* [What the task asks] Please render the part of the records below that opens with the line containing "the tree trunk" and closes with the one containing "pixel 48 67", both included, as a Markdown table with columns Row and Entry, skipping blank lines.

* [The data]
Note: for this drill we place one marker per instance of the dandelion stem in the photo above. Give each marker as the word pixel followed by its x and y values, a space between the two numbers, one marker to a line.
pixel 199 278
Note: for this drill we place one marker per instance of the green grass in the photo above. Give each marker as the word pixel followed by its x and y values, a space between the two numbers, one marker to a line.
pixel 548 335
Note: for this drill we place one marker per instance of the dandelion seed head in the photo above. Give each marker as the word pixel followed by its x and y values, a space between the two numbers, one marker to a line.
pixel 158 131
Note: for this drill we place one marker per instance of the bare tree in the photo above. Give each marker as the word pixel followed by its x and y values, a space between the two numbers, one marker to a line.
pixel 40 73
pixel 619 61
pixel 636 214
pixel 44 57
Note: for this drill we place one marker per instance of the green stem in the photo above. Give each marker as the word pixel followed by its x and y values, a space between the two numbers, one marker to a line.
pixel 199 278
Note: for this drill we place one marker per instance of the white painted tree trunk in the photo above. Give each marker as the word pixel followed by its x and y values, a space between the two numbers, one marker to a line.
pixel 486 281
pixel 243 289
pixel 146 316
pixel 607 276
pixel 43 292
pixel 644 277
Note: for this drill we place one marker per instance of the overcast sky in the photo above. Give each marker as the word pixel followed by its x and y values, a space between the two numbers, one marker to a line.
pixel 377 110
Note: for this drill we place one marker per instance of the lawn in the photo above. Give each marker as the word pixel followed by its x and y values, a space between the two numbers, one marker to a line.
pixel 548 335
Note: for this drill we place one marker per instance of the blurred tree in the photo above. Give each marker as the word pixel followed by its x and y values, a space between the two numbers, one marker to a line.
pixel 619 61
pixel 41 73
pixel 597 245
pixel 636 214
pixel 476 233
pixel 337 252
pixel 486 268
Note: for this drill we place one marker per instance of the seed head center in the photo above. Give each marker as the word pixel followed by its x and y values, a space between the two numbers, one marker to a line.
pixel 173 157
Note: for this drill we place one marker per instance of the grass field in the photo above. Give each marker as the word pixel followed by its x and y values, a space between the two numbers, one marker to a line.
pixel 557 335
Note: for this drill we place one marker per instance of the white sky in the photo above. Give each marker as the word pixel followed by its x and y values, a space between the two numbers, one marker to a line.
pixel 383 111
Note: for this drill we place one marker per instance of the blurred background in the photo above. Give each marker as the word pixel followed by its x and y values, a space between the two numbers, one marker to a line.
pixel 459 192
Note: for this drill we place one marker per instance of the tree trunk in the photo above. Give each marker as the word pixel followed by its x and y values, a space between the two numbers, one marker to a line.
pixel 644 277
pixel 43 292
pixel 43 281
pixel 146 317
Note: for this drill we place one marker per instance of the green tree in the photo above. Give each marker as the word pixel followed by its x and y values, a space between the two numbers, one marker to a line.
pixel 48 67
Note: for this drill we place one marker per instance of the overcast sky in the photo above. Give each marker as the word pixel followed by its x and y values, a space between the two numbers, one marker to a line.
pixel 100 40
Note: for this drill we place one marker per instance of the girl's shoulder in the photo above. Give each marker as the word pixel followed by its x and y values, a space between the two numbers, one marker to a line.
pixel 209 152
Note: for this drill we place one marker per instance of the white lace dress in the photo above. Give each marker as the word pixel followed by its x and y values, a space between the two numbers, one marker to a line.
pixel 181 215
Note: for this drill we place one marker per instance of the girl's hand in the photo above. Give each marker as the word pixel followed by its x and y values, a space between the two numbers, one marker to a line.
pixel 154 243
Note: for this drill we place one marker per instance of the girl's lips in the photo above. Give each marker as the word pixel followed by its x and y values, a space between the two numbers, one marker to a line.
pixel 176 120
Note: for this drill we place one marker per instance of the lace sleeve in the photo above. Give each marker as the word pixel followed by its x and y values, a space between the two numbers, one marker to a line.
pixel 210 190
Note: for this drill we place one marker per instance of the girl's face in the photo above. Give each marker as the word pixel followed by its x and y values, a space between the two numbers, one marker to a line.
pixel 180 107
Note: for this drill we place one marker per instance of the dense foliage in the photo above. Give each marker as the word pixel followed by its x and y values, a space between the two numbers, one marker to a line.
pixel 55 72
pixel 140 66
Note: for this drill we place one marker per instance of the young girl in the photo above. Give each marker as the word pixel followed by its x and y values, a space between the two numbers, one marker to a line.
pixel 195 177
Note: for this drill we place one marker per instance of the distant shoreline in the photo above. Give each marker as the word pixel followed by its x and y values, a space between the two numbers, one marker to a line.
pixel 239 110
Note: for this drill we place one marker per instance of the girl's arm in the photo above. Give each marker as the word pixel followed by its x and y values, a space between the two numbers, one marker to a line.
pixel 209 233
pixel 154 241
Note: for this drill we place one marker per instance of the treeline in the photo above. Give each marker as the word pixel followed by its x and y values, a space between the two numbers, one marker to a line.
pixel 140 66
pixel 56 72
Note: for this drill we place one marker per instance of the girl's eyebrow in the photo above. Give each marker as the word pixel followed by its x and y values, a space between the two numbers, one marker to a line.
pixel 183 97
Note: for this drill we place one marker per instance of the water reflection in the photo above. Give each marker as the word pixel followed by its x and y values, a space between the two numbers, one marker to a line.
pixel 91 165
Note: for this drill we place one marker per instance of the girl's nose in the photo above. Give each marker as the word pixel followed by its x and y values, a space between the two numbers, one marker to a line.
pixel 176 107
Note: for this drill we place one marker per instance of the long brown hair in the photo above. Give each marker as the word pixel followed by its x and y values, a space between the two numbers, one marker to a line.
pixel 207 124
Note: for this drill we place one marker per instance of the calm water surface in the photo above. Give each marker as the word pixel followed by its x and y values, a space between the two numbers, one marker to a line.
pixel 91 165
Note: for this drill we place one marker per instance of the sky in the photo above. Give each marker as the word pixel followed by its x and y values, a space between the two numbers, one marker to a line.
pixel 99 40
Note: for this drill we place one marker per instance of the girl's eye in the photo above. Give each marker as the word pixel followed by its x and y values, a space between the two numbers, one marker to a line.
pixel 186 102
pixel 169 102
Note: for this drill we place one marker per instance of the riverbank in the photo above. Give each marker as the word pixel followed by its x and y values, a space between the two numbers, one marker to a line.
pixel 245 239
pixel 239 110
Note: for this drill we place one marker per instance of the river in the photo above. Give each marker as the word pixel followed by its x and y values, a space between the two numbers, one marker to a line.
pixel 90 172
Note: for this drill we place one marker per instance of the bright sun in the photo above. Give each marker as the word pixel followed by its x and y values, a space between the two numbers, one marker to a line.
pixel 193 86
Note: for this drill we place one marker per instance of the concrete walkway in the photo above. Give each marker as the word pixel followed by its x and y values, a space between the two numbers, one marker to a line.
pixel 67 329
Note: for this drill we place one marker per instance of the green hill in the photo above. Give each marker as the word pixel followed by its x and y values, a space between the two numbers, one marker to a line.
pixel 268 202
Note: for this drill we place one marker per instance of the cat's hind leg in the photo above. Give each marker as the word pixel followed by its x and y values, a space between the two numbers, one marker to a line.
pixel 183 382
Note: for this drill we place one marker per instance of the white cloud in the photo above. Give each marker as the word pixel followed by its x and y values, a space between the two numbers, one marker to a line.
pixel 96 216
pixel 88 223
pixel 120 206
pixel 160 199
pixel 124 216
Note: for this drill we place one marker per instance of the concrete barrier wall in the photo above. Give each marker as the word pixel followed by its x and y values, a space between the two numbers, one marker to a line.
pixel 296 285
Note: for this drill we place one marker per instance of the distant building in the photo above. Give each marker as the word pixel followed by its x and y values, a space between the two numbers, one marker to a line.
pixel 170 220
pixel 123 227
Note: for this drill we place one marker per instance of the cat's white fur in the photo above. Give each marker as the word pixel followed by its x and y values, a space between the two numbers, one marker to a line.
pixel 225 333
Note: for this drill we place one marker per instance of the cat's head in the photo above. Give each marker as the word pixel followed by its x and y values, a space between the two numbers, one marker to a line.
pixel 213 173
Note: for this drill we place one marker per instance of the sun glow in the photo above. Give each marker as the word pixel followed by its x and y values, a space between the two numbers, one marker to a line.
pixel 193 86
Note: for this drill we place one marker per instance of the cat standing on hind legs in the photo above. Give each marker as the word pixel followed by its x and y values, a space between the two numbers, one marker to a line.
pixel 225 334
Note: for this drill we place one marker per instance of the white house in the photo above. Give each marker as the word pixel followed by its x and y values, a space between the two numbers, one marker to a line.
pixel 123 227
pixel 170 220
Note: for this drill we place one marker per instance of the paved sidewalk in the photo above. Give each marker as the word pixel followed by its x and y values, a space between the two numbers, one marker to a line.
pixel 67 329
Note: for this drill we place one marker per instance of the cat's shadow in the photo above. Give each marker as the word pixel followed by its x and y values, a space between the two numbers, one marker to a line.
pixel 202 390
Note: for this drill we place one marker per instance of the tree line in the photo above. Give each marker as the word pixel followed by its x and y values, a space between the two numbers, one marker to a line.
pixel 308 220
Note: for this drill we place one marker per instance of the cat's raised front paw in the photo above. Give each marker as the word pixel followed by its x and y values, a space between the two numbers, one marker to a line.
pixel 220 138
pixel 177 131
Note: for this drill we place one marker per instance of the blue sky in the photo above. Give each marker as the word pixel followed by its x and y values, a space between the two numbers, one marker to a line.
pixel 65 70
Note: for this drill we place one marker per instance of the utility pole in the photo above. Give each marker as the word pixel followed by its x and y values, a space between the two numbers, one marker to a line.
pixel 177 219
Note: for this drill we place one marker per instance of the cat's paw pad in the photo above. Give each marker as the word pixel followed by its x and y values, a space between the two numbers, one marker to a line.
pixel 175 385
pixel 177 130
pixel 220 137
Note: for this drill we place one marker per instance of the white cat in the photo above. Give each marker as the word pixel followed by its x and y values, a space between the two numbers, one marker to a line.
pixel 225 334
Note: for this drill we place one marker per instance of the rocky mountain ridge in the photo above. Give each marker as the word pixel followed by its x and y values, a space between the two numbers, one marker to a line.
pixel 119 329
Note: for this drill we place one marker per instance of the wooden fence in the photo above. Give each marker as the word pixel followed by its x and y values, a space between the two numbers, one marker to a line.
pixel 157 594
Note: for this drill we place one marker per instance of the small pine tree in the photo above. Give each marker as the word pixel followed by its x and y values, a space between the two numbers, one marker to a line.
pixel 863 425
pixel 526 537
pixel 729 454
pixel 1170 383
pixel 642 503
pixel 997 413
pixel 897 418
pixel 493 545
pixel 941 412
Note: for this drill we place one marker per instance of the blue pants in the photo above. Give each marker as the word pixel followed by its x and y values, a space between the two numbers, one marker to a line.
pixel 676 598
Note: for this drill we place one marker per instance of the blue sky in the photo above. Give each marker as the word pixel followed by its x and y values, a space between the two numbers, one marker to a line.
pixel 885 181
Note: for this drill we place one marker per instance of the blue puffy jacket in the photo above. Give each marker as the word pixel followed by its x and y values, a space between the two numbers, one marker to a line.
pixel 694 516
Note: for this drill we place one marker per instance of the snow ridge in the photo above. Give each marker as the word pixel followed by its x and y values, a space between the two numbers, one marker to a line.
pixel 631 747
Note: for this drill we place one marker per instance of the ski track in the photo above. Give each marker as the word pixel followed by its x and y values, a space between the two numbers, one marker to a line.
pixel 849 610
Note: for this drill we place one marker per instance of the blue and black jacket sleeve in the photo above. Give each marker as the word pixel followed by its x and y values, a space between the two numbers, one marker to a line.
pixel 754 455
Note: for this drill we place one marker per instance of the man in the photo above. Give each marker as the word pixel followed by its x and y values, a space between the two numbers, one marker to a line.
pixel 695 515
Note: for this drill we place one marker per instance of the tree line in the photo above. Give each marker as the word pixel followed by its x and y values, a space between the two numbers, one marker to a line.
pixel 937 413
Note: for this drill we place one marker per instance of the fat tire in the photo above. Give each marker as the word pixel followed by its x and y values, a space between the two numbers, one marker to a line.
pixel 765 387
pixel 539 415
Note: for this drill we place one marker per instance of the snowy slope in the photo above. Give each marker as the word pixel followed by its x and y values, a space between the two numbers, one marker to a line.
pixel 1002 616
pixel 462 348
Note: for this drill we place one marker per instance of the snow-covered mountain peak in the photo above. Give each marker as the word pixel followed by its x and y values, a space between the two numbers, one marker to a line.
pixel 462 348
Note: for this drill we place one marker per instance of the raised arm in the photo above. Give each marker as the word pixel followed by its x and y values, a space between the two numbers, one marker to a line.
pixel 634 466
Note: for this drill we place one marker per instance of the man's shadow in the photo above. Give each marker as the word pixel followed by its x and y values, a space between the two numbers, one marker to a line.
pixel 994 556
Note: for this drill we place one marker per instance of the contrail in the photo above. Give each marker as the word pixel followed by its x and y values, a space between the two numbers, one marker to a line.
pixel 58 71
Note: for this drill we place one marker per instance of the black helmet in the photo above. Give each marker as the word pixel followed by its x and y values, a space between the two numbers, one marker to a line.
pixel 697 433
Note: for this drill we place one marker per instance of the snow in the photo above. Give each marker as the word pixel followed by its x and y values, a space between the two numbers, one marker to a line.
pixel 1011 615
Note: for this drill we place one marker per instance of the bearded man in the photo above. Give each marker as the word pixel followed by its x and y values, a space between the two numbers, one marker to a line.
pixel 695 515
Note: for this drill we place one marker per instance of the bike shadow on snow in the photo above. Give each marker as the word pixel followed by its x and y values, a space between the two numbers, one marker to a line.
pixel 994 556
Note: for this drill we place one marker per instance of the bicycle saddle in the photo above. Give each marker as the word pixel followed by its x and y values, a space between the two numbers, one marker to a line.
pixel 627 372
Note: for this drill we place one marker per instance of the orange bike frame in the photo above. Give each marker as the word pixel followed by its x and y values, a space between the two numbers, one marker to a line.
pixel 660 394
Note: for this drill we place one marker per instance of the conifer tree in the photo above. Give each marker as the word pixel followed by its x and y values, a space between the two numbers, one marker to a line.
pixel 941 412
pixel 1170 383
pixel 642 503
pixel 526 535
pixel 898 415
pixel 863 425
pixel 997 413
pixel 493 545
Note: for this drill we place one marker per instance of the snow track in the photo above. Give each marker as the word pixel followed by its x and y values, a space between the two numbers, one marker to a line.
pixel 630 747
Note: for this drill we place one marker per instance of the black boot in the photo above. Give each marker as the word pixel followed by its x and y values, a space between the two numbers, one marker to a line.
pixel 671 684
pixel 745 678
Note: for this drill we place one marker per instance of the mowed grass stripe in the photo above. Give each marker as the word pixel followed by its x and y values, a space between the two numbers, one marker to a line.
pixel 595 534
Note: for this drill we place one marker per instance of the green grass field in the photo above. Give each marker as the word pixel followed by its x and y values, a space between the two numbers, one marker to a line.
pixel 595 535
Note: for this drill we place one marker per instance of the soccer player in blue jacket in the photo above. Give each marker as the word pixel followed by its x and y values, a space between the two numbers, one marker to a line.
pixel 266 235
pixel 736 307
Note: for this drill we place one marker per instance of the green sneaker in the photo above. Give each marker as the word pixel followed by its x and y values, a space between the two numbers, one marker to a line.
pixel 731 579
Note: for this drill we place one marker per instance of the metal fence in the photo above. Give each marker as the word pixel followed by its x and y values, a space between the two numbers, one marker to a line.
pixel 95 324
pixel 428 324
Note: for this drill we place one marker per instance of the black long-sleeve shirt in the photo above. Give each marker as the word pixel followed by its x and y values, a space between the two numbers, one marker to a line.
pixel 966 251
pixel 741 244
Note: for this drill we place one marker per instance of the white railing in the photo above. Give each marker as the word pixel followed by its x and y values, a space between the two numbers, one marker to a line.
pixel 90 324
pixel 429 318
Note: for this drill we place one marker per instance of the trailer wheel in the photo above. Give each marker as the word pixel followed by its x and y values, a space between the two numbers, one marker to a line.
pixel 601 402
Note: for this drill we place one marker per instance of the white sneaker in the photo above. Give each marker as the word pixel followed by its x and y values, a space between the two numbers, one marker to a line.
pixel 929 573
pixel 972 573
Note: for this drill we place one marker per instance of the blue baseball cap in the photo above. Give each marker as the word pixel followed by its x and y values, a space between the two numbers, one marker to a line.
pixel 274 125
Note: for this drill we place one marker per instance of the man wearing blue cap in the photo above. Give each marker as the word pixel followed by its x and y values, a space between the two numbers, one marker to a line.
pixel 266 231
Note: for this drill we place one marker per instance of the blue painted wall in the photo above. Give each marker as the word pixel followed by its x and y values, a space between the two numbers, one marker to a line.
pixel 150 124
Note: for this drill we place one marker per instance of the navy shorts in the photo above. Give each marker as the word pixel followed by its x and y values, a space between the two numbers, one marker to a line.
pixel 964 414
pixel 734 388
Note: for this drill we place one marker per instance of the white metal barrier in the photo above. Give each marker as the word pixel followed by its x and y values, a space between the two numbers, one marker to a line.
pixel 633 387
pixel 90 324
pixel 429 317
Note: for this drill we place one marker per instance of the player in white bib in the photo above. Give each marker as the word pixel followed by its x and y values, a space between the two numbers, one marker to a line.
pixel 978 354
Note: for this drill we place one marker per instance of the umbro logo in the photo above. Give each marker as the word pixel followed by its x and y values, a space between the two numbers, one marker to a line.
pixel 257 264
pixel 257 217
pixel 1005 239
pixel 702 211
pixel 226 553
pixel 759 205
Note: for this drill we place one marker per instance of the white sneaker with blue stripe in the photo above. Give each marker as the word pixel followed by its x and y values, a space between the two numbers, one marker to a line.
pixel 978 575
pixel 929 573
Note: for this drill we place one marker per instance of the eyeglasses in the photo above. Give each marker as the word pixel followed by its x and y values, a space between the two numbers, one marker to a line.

* [Exercise answer]
| Row | Entry |
|---|---|
| 1 | Note: for this drill we place one marker per instance of the tree trunk in the photo above. Give each marker as the word pixel followed by its x and y values, a space between the two numbers, one marker to a line. |
| 2 | pixel 644 277 |
| 3 | pixel 43 292 |
| 4 | pixel 43 281 |
| 5 | pixel 146 317 |
| 6 | Note: for this drill we place one marker per instance of the green tree in the photo above. Give each marker as the word pixel followed by its x and y values, a space between the two numbers, one marker to a line. |
| 7 | pixel 48 67 |